**EXERCISE INSTRUCTIONS**
1. According to the forum thread on non-ASCII characters, how many accented characters turned up in the Swiss-French news agency reports?
2. Continue the forum thread on non-ASCII characters from its last line.
== SOURCE EXTRACT
Walter did use the word "most". Does anyone know of any studies on the
fequency of non-ASCII chars for different document content and languages?
There must be solid numbers about these things given all the zillions of
electronic documents out there. A quick google for French just dug up a
posting where someone scanned 86 millions characters from swiss-french
newsagency reports and got 22M non-accented vowels (aeiou) and 1.8M accented
chars. That's a factor of roughly 10. That seems significant. But I don't
want to read too much into one posting found in a minute of googling - I'm
just curious what the data says.

"Lars Ivar Igesund" <larsivar igesund.net> wrote in message
news:cgvoid$2nt9$1 digitaldaemon.com...
 I couldn't agree more about Walter's ASCII argument. It's way out there
 and alienates all of us with non-english first languages (maybe I should
 start writing my messages using runes, just like my forefathers...).
 If the toString is only really useful for debugging anyway, it could as
 well return dchars. I'd rather remove altoghether, though.

 Lars Ivar Igesund

 Roald Ribe wrote:
 "Berin Loritsch" <bloritsch d-haven.org> wrote in message
 news:cgv9m0$2g71$1 digitaldaemon.com...

Walter wrote:


"Arcane Jill" <Arcane_member pathlink.com> wrote in message
news:cgp845$2ea2$1 digitaldaemon.com...

Are you sure? Even european languages are mostly ascii.
====
== DATA PROVIDED
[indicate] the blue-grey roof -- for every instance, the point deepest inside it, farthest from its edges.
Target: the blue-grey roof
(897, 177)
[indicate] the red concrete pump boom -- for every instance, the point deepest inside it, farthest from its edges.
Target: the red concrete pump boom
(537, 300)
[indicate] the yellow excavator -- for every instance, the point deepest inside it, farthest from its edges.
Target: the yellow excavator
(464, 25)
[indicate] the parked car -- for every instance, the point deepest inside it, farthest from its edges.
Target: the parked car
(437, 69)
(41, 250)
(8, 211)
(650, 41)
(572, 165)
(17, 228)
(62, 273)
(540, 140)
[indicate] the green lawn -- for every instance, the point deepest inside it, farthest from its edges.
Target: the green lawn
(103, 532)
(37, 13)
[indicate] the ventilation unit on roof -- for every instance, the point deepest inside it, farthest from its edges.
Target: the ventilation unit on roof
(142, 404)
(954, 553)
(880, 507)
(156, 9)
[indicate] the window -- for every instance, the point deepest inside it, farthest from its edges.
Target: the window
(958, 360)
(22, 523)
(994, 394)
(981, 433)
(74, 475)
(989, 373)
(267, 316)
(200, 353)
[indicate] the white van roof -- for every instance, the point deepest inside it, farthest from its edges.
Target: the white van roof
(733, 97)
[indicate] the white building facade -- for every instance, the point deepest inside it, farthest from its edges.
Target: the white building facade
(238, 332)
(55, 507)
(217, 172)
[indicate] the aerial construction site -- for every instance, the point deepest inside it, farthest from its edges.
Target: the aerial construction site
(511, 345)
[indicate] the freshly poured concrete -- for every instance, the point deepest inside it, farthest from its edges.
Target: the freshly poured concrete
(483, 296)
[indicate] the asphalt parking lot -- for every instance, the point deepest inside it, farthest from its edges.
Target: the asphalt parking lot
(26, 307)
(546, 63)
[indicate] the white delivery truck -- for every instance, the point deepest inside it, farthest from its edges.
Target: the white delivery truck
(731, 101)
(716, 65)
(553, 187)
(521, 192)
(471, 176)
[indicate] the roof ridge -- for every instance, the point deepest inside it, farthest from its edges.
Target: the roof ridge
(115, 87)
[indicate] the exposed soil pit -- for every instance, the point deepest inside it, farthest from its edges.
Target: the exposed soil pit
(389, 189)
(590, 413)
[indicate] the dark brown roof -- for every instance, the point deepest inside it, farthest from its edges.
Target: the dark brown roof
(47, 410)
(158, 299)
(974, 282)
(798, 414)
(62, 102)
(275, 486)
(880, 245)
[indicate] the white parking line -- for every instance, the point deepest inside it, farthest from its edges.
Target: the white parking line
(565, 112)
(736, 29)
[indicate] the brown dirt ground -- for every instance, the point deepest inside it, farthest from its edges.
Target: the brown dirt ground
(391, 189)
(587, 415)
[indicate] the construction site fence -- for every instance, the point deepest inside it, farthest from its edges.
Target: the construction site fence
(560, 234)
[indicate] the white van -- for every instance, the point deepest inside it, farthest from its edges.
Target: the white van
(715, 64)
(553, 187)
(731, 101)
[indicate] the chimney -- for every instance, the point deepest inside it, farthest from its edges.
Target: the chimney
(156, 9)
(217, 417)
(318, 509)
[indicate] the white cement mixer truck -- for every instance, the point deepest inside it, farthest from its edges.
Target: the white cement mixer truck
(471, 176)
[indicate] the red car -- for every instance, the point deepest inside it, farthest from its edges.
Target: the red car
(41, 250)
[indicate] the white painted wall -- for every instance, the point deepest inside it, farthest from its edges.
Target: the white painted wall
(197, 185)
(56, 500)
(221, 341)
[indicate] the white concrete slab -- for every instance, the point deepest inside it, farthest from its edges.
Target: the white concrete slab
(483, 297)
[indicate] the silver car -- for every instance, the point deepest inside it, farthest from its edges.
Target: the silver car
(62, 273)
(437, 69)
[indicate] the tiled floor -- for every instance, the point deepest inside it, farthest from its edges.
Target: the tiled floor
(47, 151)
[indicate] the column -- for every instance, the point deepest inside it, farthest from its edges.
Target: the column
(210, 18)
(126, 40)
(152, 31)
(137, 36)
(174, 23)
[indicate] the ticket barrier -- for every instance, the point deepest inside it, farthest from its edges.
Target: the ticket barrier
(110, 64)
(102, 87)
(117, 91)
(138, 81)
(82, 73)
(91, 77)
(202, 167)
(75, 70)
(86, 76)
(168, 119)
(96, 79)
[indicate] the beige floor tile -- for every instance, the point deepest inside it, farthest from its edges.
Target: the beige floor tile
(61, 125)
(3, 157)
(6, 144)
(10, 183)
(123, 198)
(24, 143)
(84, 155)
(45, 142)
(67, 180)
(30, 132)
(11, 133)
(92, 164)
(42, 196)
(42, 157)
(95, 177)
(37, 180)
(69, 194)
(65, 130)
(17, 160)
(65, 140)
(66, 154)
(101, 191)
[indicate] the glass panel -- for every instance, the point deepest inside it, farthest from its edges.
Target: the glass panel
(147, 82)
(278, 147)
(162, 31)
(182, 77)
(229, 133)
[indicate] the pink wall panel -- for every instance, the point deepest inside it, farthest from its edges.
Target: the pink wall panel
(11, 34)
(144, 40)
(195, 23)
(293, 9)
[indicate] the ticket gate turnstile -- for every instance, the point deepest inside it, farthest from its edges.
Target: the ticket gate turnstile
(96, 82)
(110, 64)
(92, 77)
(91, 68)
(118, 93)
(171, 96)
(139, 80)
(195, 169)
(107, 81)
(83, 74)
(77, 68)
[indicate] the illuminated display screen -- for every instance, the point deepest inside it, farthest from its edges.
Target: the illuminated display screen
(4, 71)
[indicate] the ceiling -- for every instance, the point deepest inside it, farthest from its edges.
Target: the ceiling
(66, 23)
====
== DATA PROVIDED
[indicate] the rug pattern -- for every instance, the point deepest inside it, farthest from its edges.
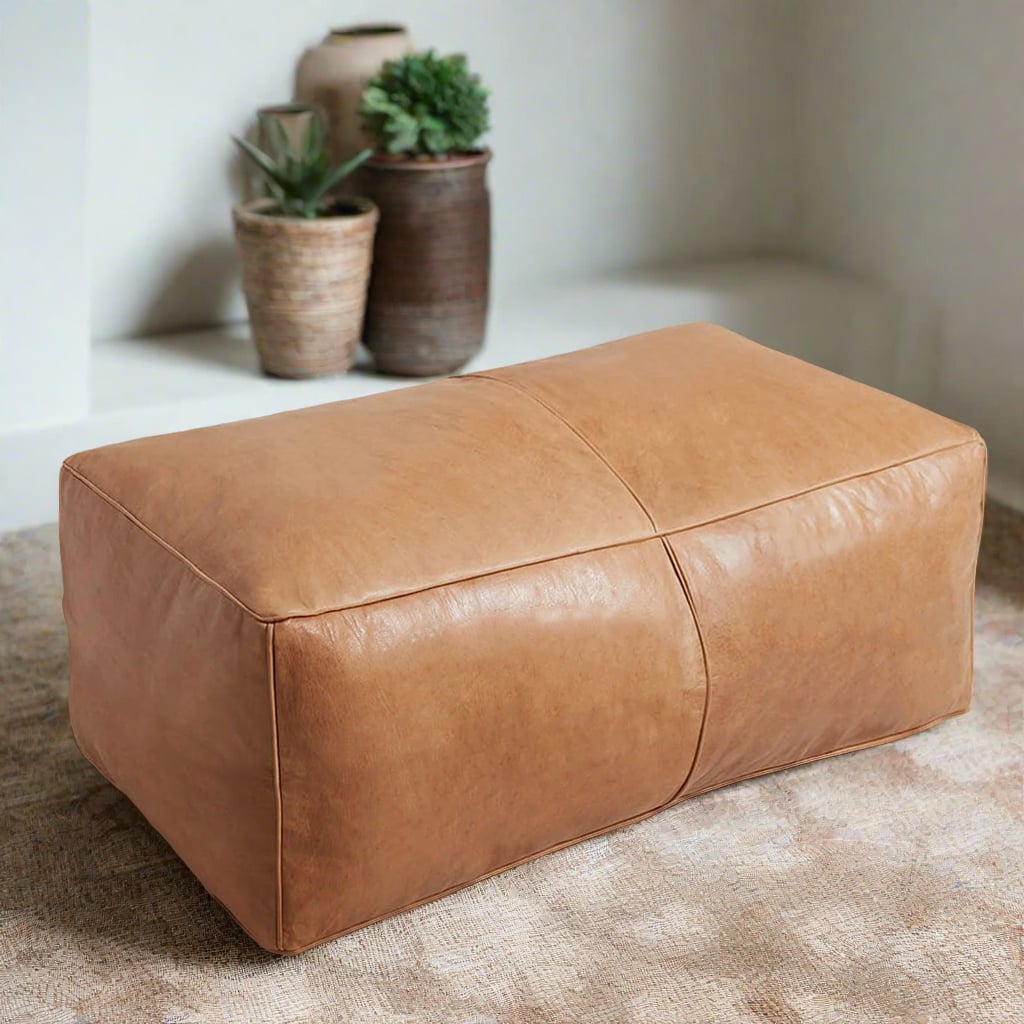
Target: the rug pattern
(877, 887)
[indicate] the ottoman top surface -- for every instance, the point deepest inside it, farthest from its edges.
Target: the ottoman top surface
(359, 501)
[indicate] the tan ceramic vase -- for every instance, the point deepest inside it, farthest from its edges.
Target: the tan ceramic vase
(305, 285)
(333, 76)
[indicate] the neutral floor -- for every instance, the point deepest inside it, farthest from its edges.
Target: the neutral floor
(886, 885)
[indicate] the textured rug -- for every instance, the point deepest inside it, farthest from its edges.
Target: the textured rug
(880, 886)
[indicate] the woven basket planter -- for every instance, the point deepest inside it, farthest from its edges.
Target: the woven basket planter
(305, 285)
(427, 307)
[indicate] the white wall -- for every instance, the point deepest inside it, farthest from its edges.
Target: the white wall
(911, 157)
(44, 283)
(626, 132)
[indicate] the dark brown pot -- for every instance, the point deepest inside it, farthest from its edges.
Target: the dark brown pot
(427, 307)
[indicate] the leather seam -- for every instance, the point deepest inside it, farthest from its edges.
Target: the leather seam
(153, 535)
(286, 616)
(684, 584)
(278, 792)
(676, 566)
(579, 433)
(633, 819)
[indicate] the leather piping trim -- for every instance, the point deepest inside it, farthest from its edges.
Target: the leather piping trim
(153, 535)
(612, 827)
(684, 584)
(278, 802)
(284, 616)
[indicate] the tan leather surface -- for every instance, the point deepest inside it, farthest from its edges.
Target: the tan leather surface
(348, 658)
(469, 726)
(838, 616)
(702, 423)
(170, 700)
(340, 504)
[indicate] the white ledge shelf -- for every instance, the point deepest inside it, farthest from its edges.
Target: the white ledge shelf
====
**ANSWERS TO THE PROBLEMS**
1. 1.8 million accented characters.

2.
But not completely.  There is the euro symbol (I dare say would
be quite common).  In Spanish the enye (n with ~ on top, can't
really do that well in Windows) is fairly common, and important.
There is a big difference between an anus and a year, but the
only difference in Spanish is n vs. enye.  Not to mention all
those words that use an accent to mark an abnormally stressed
sylable.

Then we get to French, which uses the circumflex, accents, and
accent grave.  Oh, then there's German which uses those two little
dots alot.  And I haven't even touched on Greek or Russian, both
European countries.

You can only make that assumption about English speaking countries.
Yes almost everyone is exposed to English in some way, and it is
the current "lingua de franca" (language of business, like French
used to be--hense the term).  The bottom line is that there are
sufficient exceptions to your "rule" that it would be a shame to
assume the world was America and Great Britain.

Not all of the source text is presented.